PAGE EXCERPT:
——————
One person who recognized his humanity is Jason Kander.  You might have heard of Jason, who almost unseated Senator Roy Blunt in the 2016 election.  Jason is a rising political star, who served two terms in the Missouri state legislature and as Secretary of State all before the age of 36.  He is an Afghanistan Veteran; a progressive in a very conservative state. When President Obama was asked who he saw as the future of the Democratic Party, the first name out of his mouth was Jason Kander.  By all objective measure, things were going great for Jason.  His first book was a New York Times Bestseller, his non-profit “Let America Vote” was incredibly effective, and he was in the homestretch of a mayoral run for his hometown of Kansas City.
——————
WORK REQUEST 1:
Answer these questions from the passage about Jason Kander, one answer per line:
(a) Whom did Kander almost unseat, and in which election?
(b) What was the name of his nonprofit?
(c) What race was he nearing the end of?
WORK REQUEST 2:
For each statement, say yes or no according to the passage about Jason Kander, and quote the words that decide it:
(a) Kander served one term in the Missouri state legislature.
(b) Kander's first book was a New York Times Bestseller.
(c) Kander is a veteran of the war in Iraq.
WORK REQUEST 3:
Continue the passage about Jason Kander, starting after its final sentence, for a few more sentences.

EXCERPTED DATA:
——————
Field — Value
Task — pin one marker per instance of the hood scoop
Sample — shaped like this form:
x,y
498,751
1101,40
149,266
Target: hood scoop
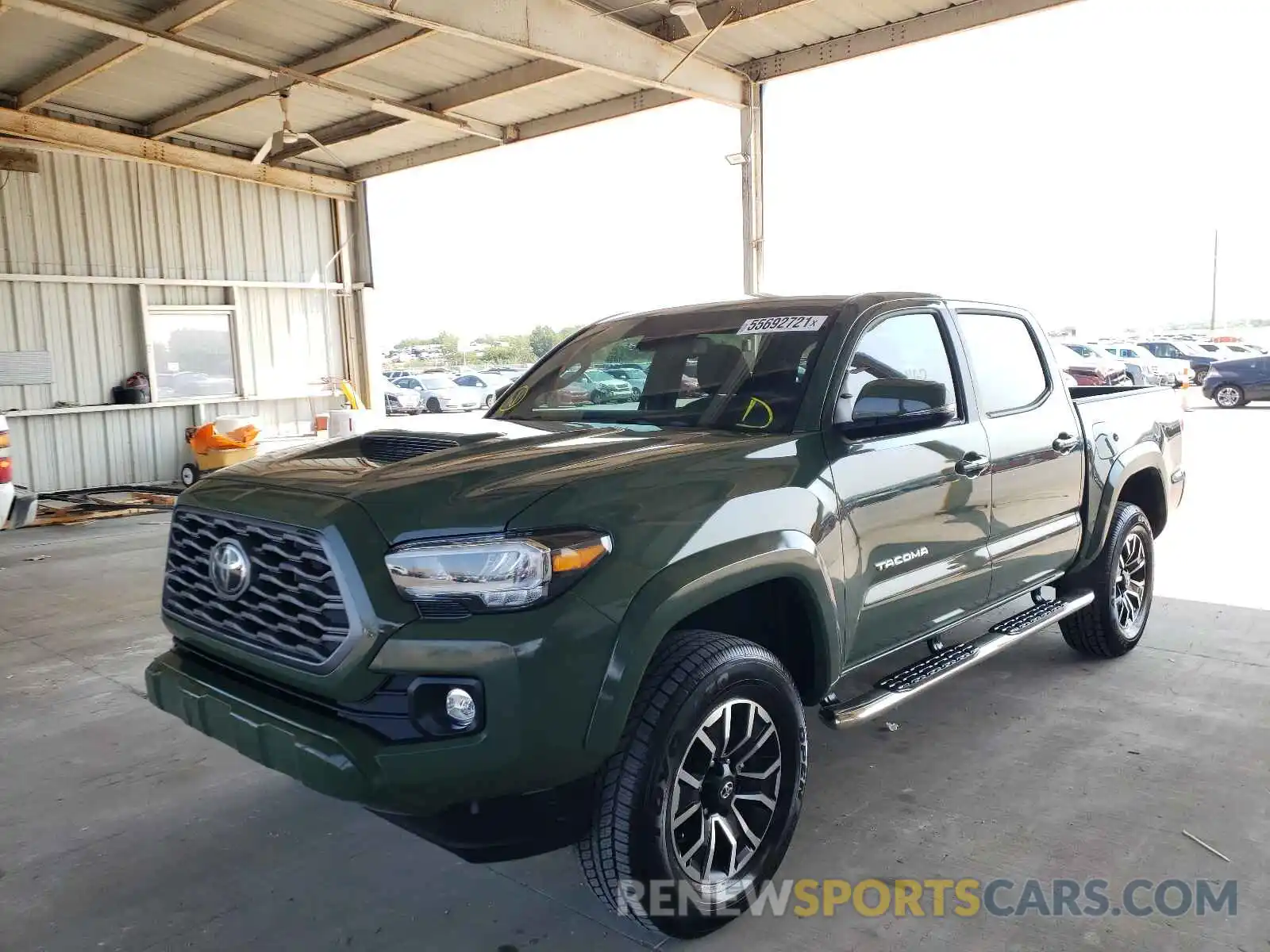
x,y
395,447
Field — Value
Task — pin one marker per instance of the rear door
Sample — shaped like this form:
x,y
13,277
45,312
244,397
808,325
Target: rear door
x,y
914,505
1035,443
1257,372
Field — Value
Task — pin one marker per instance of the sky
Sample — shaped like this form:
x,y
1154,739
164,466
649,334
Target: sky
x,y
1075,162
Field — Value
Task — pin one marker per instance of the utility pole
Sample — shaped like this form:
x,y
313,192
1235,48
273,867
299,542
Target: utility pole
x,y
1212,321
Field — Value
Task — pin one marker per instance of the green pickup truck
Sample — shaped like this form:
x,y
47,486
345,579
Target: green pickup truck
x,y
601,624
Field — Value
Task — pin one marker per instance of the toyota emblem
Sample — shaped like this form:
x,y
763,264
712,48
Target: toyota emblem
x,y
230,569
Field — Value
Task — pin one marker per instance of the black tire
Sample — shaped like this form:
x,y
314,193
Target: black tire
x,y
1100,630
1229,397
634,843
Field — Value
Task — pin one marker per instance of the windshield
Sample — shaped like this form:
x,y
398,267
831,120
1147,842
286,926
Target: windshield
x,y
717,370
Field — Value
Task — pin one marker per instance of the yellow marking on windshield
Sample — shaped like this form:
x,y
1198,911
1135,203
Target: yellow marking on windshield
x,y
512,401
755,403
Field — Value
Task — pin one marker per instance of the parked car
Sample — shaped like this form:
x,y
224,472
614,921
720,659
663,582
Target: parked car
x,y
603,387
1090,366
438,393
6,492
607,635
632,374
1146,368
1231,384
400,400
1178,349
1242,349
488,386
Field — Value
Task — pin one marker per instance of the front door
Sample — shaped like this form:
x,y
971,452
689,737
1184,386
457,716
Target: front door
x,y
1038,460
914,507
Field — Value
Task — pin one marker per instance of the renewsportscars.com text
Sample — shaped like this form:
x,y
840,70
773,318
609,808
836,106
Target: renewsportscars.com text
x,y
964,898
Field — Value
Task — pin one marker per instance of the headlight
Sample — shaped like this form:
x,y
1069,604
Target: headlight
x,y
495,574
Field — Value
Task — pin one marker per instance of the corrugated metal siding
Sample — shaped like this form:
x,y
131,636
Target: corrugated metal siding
——————
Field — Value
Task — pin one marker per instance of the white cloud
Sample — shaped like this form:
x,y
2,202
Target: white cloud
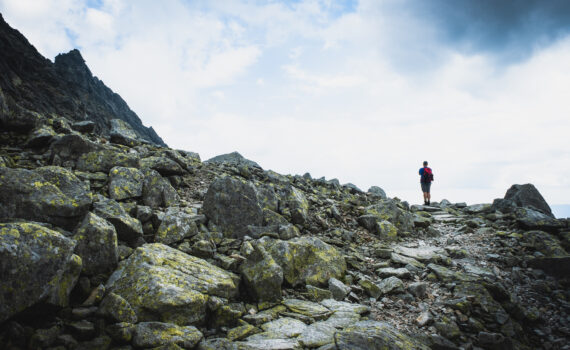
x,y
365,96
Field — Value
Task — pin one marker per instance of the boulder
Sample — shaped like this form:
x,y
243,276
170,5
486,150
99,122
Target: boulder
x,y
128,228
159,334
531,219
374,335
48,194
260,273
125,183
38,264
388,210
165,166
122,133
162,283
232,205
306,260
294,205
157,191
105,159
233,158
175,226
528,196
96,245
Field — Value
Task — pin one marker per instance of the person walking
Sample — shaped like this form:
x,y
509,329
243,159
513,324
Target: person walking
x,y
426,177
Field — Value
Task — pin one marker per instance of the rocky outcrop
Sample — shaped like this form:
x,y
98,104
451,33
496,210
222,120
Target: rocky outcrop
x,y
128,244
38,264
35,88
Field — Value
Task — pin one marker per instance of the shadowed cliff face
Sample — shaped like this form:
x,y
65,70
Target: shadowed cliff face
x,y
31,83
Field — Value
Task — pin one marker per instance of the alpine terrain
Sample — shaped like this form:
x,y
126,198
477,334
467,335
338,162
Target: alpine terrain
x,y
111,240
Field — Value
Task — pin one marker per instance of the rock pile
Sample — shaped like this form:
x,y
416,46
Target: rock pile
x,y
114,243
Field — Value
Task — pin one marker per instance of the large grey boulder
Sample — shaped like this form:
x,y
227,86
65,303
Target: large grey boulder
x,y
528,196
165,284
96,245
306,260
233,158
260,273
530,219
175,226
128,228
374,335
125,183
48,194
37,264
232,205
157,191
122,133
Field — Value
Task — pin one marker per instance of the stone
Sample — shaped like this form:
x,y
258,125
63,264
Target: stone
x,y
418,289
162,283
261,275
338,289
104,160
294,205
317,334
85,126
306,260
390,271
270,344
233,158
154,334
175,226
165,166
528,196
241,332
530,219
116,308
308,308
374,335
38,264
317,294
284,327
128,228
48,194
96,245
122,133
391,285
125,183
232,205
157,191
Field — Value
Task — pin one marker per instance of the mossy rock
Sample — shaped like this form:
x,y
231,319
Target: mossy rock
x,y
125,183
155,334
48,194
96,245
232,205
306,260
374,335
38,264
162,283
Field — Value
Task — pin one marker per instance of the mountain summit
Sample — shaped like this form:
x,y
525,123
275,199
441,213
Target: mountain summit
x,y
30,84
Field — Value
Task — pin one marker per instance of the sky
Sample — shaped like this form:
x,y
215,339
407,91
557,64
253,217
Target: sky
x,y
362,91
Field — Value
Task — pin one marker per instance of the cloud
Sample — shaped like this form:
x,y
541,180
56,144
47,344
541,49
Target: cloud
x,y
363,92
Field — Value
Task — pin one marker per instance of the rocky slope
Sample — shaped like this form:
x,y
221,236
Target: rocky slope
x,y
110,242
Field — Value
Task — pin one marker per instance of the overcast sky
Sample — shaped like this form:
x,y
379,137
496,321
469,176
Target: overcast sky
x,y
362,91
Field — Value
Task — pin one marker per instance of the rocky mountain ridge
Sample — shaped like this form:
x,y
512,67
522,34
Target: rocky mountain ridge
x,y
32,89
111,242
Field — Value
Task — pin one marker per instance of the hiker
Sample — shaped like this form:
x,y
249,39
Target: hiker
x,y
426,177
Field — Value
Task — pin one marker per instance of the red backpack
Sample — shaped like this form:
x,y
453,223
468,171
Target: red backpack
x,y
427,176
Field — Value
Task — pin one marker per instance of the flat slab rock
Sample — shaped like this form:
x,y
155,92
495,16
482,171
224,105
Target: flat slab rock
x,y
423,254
——————
WRITTEN RESPONSE 1:
(a) Senator Roy Blunt, in the 2016 election.
(b) "Let America Vote."
(c) A mayoral run for his hometown of Kansas City.

WRITTEN RESPONSE 2:
(a) No: "served two terms in the Missouri state legislature."
(b) Yes: "His first book was a New York Times Bestseller."
(c) No: "He is an Afghanistan Veteran."

WRITTEN RESPONSE 3:
To everyone outside his intimate circle, Jason’s life looked perfect.[v]  Yet, the truth was different.  It had been eleven years since he left Afghanistan as an Army Intelligence Officer and things just weren’t right.  He had uncharacteristic anger, paralyzing nightmares, paranoia, suicidal thoughts, and severe depression.  Jason went online to fill out the VA forms, but left the boxes unchecked – to scared to acknowledge his true symptoms.  Afraid of the stigma and what it could mean for his political career.

As Jason shares, “Instead of celebrating [these many] accomplishment[s], I found myself on the phone with the Veterans Crisis Line, tearfully conceding that, yes, I have had suicidal thoughts.  And it wasn’t the first time.  I’m done hiding this from myself and from the world.”[vi]

Jason’s campaign manager asked him: “Are you sure this is how you want to be remembered?”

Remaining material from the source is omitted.